* _Tâche brève a_
Reproduisez intégralement le texte consacré à Thierry Henry devenu entraîneur de l'AS Monaco, sans en modifier le moindre caractère.

..........

Plus de quatre ans après la fin de sa carrière aux New York Red Bulls, Thierry Henry est donc devenu, à 41 ans, le nouvel entraîneur de l'AS Monaco. Entraîner : une reconversion évidente pour un mec qui dévore du football au point de disserter sur la deuxième division allemande. Portrait de Titi, le coach.

« La plus grosse pression de ma vie, c’était de mettre un sourire sur le visage de mon père. » Thierry Henry en est persuadé, sa carrière, il la doit à son père, qui l’a conditionné pour l’exigence du haut niveau. « Viry-Châtillon-Sucy-en-Brie. Coup d’envoi 14h. On gagne 6-0, je mets les six buts. De Viry-Châtillon à Orsay où j’habitais, mon père il m’a… De Viry à la maison, mon père il m’a sorti toutes mes erreurs du match » , racontait le meilleur buteur de l’histoire des Bleus, ému comme rarement, devant une caméra de Canal + en 2017. Si l’on se fie à la biographie référence de Thierry Henry signée Philippe Auclair, Tony Henry, le père, était du genre à traverser le terrain pour gueuler sur un coach qui avait eu le malheur de remplacer son fils à la 60e minute d’un match. Né en Guadeloupe, ancien défenseur amateur sur les terrains de l’Essonne, le paternel adorait Marius Trésor. Autant dire que son père aurait sans doute apprécié voir Titi sur le banc des Girondins de Bordeaux, où son fils était pressenti l’été dernier et où l’immense Marius a écrit une belle partie de son histoire. Finalement, après diverses pistes, Thierry Henry, 41 ans, a choisi l’AS Monaco pour épouser son destin d’entraîneur et une nouvelle vie.

..........

* _Tâche brève b_
Rassemblez toutes les lignes des enregistrements où figure la chaîne « petal ». La casse doit être respectée.

(Entrées de données enregistrées)
..........

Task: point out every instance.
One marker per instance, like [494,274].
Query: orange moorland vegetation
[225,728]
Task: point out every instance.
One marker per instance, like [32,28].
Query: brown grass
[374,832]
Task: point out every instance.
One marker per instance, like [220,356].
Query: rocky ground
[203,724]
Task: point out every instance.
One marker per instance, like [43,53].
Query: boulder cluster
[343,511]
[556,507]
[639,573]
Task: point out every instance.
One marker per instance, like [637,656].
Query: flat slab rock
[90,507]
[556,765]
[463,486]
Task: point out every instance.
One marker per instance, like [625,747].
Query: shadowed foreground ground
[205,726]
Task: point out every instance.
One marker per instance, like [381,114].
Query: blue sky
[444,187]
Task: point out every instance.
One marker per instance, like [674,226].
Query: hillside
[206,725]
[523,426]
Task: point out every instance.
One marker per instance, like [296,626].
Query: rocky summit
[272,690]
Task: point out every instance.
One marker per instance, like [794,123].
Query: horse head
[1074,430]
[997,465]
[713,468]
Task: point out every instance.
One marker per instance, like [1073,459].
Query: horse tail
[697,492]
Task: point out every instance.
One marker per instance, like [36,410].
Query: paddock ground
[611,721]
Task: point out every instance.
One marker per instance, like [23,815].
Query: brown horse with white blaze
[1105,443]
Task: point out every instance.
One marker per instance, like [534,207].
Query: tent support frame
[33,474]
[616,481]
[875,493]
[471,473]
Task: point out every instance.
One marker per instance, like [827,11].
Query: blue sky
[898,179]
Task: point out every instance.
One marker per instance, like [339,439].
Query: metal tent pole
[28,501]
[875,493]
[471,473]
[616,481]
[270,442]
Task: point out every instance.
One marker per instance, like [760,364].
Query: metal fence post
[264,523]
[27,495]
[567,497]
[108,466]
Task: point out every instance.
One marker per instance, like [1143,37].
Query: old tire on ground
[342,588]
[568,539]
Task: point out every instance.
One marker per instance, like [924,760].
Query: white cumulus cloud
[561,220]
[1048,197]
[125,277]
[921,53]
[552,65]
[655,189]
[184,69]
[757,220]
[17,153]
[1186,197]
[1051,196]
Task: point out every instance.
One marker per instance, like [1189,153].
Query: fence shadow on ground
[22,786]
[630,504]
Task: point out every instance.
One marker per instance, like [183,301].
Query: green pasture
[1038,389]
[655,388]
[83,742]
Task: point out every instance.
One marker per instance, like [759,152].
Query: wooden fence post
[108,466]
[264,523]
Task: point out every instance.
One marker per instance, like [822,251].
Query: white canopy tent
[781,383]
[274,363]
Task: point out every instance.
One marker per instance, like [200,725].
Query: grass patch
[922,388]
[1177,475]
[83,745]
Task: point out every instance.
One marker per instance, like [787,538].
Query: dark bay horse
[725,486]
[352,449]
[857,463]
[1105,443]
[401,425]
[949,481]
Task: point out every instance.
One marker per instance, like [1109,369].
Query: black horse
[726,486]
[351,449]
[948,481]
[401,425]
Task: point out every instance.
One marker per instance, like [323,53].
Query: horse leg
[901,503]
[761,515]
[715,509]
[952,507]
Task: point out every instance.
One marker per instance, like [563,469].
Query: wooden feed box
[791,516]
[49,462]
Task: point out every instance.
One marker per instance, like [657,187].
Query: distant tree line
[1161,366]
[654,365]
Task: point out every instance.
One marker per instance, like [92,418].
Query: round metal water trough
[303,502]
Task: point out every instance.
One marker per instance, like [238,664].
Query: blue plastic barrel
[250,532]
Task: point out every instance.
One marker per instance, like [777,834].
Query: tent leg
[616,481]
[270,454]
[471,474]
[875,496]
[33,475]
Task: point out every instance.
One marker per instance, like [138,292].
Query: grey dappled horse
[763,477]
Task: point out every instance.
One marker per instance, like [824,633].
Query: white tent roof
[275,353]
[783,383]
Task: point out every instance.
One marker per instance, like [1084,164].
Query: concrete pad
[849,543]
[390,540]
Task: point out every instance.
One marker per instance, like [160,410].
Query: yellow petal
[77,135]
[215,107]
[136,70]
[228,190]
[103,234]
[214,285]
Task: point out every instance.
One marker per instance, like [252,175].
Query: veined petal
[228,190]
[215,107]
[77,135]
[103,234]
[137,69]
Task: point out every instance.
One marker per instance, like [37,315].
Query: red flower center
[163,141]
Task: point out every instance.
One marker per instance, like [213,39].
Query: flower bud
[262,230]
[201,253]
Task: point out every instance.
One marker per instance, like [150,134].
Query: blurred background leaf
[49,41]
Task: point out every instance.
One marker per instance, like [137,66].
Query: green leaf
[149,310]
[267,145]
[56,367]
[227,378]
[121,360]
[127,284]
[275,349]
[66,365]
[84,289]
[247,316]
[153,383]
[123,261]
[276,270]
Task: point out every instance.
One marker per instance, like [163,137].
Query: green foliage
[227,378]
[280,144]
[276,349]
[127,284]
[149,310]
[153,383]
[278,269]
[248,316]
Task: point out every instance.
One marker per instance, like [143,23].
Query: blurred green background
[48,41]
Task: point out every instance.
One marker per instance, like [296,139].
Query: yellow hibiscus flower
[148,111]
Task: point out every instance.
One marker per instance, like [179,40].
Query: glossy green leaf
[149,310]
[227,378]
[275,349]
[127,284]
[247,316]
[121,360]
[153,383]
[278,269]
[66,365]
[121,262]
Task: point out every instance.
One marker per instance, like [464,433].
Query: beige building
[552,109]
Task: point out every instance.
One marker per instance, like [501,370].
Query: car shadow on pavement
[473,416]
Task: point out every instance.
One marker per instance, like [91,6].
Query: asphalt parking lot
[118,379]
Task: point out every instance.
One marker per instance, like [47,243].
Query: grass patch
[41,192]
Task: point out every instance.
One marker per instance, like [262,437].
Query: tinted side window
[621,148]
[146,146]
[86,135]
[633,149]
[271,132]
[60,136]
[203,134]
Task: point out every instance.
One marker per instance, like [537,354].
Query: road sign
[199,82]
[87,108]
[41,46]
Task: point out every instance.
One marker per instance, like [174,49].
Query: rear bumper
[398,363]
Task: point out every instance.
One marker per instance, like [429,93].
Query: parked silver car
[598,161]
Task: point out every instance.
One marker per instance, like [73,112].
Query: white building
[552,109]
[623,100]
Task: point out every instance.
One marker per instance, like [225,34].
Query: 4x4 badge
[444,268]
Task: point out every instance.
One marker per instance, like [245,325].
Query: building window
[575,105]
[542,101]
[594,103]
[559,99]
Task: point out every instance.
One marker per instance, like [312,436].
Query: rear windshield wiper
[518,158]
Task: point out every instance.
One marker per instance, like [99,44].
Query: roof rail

..........

* _Réponse correcte a_
Plus de quatre ans après la fin de sa carrière aux New York Red Bulls, Thierry Henry est donc devenu, à 41 ans, le nouvel entraîneur de l'AS Monaco. Entraîner : une reconversion évidente pour un mec qui dévore du football au point de disserter sur la deuxième division allemande. Portrait de Titi, le coach.

« La plus grosse pression de ma vie, c’était de mettre un sourire sur le visage de mon père. » Thierry Henry en est persuadé, sa carrière, il la doit à son père, qui l’a conditionné pour l’exigence du haut niveau. « Viry-Châtillon-Sucy-en-Brie. Coup d’envoi 14h. On gagne 6-0, je mets les six buts. De Viry-Châtillon à Orsay où j’habitais, mon père il m’a… De Viry à la maison, mon père il m’a sorti toutes mes erreurs du match » , racontait le meilleur buteur de l’histoire des Bleus, ému comme rarement, devant une caméra de Canal + en 2017. Si l’on se fie à la biographie référence de Thierry Henry signée Philippe Auclair, Tony Henry, le père, était du genre à traverser le terrain pour gueuler sur un coach qui avait eu le malheur de remplacer son fils à la 60e minute d’un match. Né en Guadeloupe, ancien défenseur amateur sur les terrains de l’Essonne, le paternel adorait Marius Trésor. Autant dire que son père aurait sans doute apprécié voir Titi sur le banc des Girondins de Bordeaux, où son fils était pressenti l’été dernier et où l’immense Marius a écrit une belle partie de son histoire. Finalement, après diverses pistes, Thierry Henry, 41 ans, a choisi l’AS Monaco pour épouser son destin d’entraîneur et une nouvelle vie.

* _Réponse correcte b_
Query: yellow petal
Query: veined petal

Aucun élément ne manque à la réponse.